DIRECTION 1: Using the court opinion below, decide whether each statement agrees with it: (a) John Hardin had been buying and selling livestock at and around Malta for four years; (b) Hardin knew what Texas cattle were worth at Malta in the spring of 1917; (c) R. H. Harle put the depreciation of his cattle at $2 per head. For each one, answer yes or no and quote the words of the court opinion that decide it.
DIRECTION 2: According to the court opinion below, what would R. H. Harle's cattle have been worth per head if they had been transported in the usual and customary manner?
DIRECTION 3: Continue the court opinion below from its last sentence.

SOURCE PASSAGE:
···

240 S.W. 1004 | Tex. App. | 1922
In the fifth and fourteenth assignments, error is charged to the admission of certain testimony of G. W. Rankin. The statement of facts, agreed to by the counsel and approved by the trial judge, does not appear to contain the evidence to the admission of which these assignments are directed. In case of a variance between the bill of exceptions and the statement of facts, where the latter is agreed to by the counsel or is prepared by the judge, the statement of facts control. Wiseman v. Baylor,
In the first assignment, fundamental error is claimed by reason of the refusal of the trial court to peremptorily instruct a verdict for the defendants. It is urged that there is no competent or legal evidence in the case showing what damage, if any, appellee has sustained. John Hardin testified:
"My name is John Hardin, age 56 years, residence, Malta, Mont., occupation, dealer in live stock. I have been buying and selling live stock continuously at this point and vicinity for 4 years last past, and have dealt in cattle all my life practically. I have made many trips with cattle to the South St. Paul and Chicago markets during the last 15 years; none at other points. I was on the market buying and selling cattle, and knew what mixed cattle were worth in the vicinity of Malta, Mont., and in the surrounding country in the spring of 1917. The value was from $50 to $65 in bunches — have paid that for them. The local market value at Malta was and always is more or less governed by the market value at South St. Paul, Chicago, and Omaha and other markets. The market price of cattle at the main markets either lowers or raises values locally. The general trend for the last 2 years has been upward. The matter of value of Montana range stock is always what the stock will bring. In May, 1917, the general run of range stock hereabouts brought $50 to $55 per head here; the same run of stock brought $55 to $65 per head the following fall. I do not know what Texas cattle were worth at Malta in the spring of 1917, but I do know that Texas cattle bring more on this market than our own of the same condition and grade." *1006
We think this evidence is sufficient to preclude the trial court from giving a peremptory instruction. In addition R. H. Harle, the shipper, testified that he knew the market value of his cattle at the time they were delivered at Malta, and what it would have been had they reached there in an uninjured condition, that is, with no more injuries than are usual and customary in such shipments, with handling in the usual and customary manner, that their value, if so transported, would have been $60 per head, and that in his opinion the cattle were depreciated $1.50 per head. We think this testimony of Harle was admissible as tending to establish the market value of cattle at Malta, and that it was tantamount to a statement by him that the reasonable market value of the cattle, had they been transported under the usual and customary conditions and had not been subjected to delays or rough handling while in transit, would have been worth $60 a head; that the cattle in the condition they reached Malta were worth only $58.50 a head. Fort Worth Denver City Ry. Co. v. Gatewood (Tex.Civ.App.)

···

SUPPLIED MATERIAL:
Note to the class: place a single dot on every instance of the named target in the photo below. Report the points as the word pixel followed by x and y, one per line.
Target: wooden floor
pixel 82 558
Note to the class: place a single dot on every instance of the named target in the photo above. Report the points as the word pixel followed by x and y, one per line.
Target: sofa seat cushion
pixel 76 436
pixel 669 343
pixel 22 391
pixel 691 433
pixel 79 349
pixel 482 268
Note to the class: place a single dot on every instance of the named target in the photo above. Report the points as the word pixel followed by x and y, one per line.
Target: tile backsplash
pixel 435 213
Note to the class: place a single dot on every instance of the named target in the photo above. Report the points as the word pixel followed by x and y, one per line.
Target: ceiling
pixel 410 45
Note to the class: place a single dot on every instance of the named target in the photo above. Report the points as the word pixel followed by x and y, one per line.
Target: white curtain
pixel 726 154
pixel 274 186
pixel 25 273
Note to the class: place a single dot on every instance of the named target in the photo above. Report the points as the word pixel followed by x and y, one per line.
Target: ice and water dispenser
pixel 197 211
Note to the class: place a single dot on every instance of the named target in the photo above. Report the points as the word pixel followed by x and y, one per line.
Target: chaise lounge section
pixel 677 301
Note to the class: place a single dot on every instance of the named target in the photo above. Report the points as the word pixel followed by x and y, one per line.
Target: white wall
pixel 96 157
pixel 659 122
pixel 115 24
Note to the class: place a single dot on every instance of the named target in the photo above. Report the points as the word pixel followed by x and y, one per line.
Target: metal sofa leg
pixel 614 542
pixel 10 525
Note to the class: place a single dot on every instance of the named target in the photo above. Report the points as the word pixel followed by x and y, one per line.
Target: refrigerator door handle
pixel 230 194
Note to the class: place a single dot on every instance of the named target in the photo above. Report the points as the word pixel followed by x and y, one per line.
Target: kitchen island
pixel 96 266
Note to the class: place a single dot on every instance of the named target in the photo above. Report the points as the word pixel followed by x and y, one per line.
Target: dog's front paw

···

EXERCISE OUTPUT 1:
(a) Yes: "I have been buying and selling live stock continuously at this point and vicinity for 4 years last past"
(b) No: "I do not know what Texas cattle were worth at Malta in the spring of 1917"
(c) No: "in his opinion the cattle were depreciated $1.50 per head"

EXERCISE OUTPUT 2: $60 per head.

EXERCISE OUTPUT 3:
This assignment is overruled. Likewise the second assignment, which attacks the verdict of the jury and the judgment of the court below for lack of evidence to support them.
The third assignment is directed to the action of the court in refusing appellant's special charge, to wit:
"Contributory negligence is such negligence on the part of the person, or persons, injured or damaged as, concurring with the negligence of the persons causing the injury, proximately helps or contributes to cause the injury or damage complained of; and, bearing the foregoing definition in mind, if you believe from the evidence that the dipping of said cattle by plaintiff at Seymour, Tex., just prior to the loading of the same, caused or was the proximate cause of them being unfit for shipment which they underwent, or if the same caused the same to be in a weakened condition that made them more acceptable [susceptible] to become weakened and not capable of withstanding the journey or trip before them as well as if they had not been dipped, and that the said dipping contributed proximately to the injuries or damages complained of by the plaintiff, than you will find for the defendants."
We think this charge is upon the weight of the evidence, in that it assumes that the cattle shipped from Seymour were unfit for shipment. The court gave a charge upon the usual or inherent vice or weakness of the stock, and no objection is assigned here to the charge as given. We conclude that no reversible error is shown by the refusal of the special charge above quoted.
Paragraph 11 of the court's main charge to the jury, is, in part, as follows:
"If under the foregoing instructions you find for the plaintiff, then you are instructed to assess the damages as follows: First, the market value at Malta, Mont., at the time the stock should have arrived there of such of the cattle and horses as died either while in transit or soon after reaching Malta as the proximate result of the negligence of any of the carriers, if there was such negligence; second, the difference, if any, between the market value at such time and place of such of said live stock as reached Malta alive and did not die soon thereafter, in their then condition, and what their market value would have been at said time and place if they had been transported and delivered there with ordinary care and dispatch by the carriers."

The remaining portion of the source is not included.